>> BEGIN
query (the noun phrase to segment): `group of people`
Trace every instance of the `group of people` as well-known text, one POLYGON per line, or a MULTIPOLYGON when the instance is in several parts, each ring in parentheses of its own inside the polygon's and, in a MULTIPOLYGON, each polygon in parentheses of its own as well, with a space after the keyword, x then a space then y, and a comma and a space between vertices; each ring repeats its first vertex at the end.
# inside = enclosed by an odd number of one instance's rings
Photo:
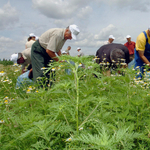
MULTIPOLYGON (((31 64, 30 72, 32 72, 33 80, 35 82, 37 80, 43 81, 43 78, 46 77, 47 80, 44 81, 44 86, 47 86, 50 82, 50 71, 44 74, 42 68, 49 67, 48 65, 52 61, 59 61, 57 56, 61 56, 61 49, 66 40, 76 40, 79 33, 78 26, 72 24, 67 28, 49 29, 37 40, 34 34, 30 34, 26 49, 21 53, 11 55, 11 60, 16 60, 18 64, 22 64, 22 73, 24 73, 25 62, 31 64), (29 55, 26 55, 27 53, 30 53, 30 58, 28 58, 29 55)), ((70 49, 67 51, 68 54, 70 49)))
POLYGON ((124 45, 113 43, 114 39, 115 37, 110 35, 108 42, 97 50, 97 63, 105 61, 113 66, 114 62, 119 63, 121 60, 127 65, 134 62, 134 68, 140 71, 137 78, 142 78, 145 65, 150 67, 150 26, 138 35, 136 43, 131 41, 130 35, 126 36, 127 42, 124 45))
MULTIPOLYGON (((22 64, 22 73, 25 72, 25 66, 29 67, 29 76, 33 77, 34 81, 46 76, 50 78, 50 72, 43 74, 41 68, 48 67, 50 61, 59 61, 58 56, 61 56, 61 49, 66 40, 76 40, 80 30, 77 25, 72 24, 67 28, 52 28, 44 32, 39 38, 34 33, 31 33, 25 44, 25 50, 21 53, 11 55, 11 60, 16 60, 18 64, 22 64)), ((97 63, 109 63, 111 66, 124 60, 124 63, 129 64, 132 60, 135 61, 135 68, 139 66, 142 77, 144 65, 150 66, 150 27, 143 31, 136 40, 136 43, 131 41, 131 36, 127 35, 127 42, 123 44, 113 43, 115 37, 109 36, 108 42, 101 46, 97 52, 97 63)), ((71 46, 64 51, 70 55, 71 46)), ((78 57, 84 56, 81 48, 77 48, 78 57)), ((114 65, 115 66, 115 65, 114 65)), ((49 81, 49 80, 46 80, 49 81)), ((46 83, 48 84, 48 83, 46 83)))

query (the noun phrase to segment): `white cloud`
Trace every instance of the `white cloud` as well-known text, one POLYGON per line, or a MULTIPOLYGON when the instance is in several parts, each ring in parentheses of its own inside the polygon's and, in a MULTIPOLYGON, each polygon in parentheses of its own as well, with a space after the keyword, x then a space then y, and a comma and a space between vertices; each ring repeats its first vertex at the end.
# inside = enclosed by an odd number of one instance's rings
POLYGON ((8 2, 3 8, 0 8, 0 30, 12 26, 19 21, 19 15, 15 8, 8 2))
POLYGON ((116 34, 117 28, 110 24, 106 28, 103 28, 98 34, 94 36, 95 40, 108 40, 110 34, 116 34))
POLYGON ((89 15, 92 13, 92 8, 90 6, 86 6, 80 9, 80 11, 77 13, 77 16, 79 18, 88 18, 89 15))
MULTIPOLYGON (((102 0, 104 3, 109 5, 111 8, 114 7, 114 9, 119 8, 128 8, 129 10, 137 10, 141 12, 147 12, 149 11, 149 5, 150 1, 148 0, 102 0)), ((99 3, 99 0, 97 0, 99 3)), ((101 1, 100 1, 101 3, 101 1)))
POLYGON ((32 0, 34 8, 38 9, 48 18, 63 19, 76 16, 78 11, 84 6, 84 13, 89 11, 85 6, 89 0, 32 0))
POLYGON ((4 57, 9 59, 11 54, 23 51, 25 49, 24 43, 25 39, 23 39, 22 41, 14 41, 7 37, 0 37, 1 58, 4 57), (20 47, 22 47, 22 49, 20 49, 20 47))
>> END
Your instructions: Count the lines in the entries above that contain the word "white", and reply with the number only.

Finished answer: 2